━━━ DOCUMENT EXCERPT

“YOU could smell the sea when you got to Oranmore. That’s when I kind of began to breathe again, when you see the sea for the first time…

“The road to Oughterard could be like the rest of Galway with the limestone fields. It was only when you came out through Oughterard, up the hill at Glengowla School and suddenly, there were the Twelve Bens in front of you, the big lake beside you and the bogs.

“And you were home. Even though you had another 40 bloody miles to go! It was all familiar and you felt, no matter what happens here, I’m in friendly territory. You knew you were amongst your own people.”

Maurice Ó Scannaill is describing the drive home to Clifden, as a young veterinary medicine student, in his trusty Volkswagen Beetle and that feeling of being home.

It’s a pilgrimage of memories that countless Irish expats make, including the man himself, who will travel the N59 again to spend this Christmas in Clifden. He’s travelled many roads and criss-crossed careers in the meantime, having worked as a vet in Connemara, Malta and Oman; an author and as a “What’s the official job title for someone who compiles crosswords? Oh, it’s a fancy word - cruciverbalist!”

We’re sitting in the courtyard of his and wife Alex’s home in Malta, where Maurice retired to after working in Oman, and the banter is flowing. A born raconteur and wordsmith, there’s little political correctness in his views and a Connemara Greenway-length of stories to be told.

The courtyard’s two stables have been converted into offices, one apiece for Maurice and Alex. His books (the first three are the results of when “you’re out in the wilds of Connemara driving for hours on your own, and you have a fer-tile brain”), line bookshelves built into the original sandstone mangers.

━━━━━━
━━━ THE DATA

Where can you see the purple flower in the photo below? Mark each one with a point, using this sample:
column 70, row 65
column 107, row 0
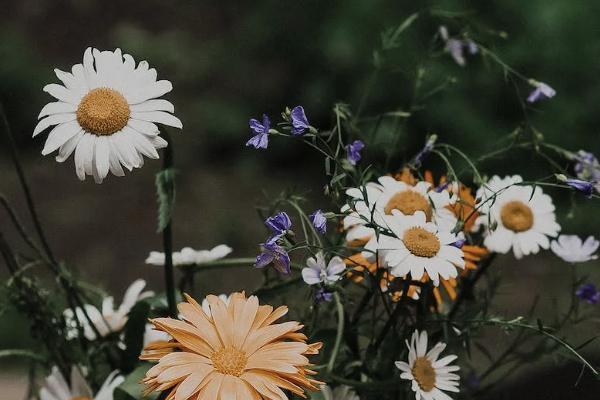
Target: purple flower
column 425, row 150
column 274, row 254
column 589, row 293
column 459, row 243
column 319, row 221
column 585, row 187
column 323, row 295
column 353, row 150
column 279, row 224
column 542, row 91
column 260, row 140
column 299, row 121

━━━━━━

**TASK INSTRUCTIONS**
List every place named in the quoted description of the drive home in the profile of Maurice Ó Scannaill, from "YOU could smell the sea" to "amongst your own people." The material plays no part in what follows.

**PROBLEM SOLUTION**
- Oranmore
- Oughterard
- Galway
- Glengowla School
- the Twelve Bens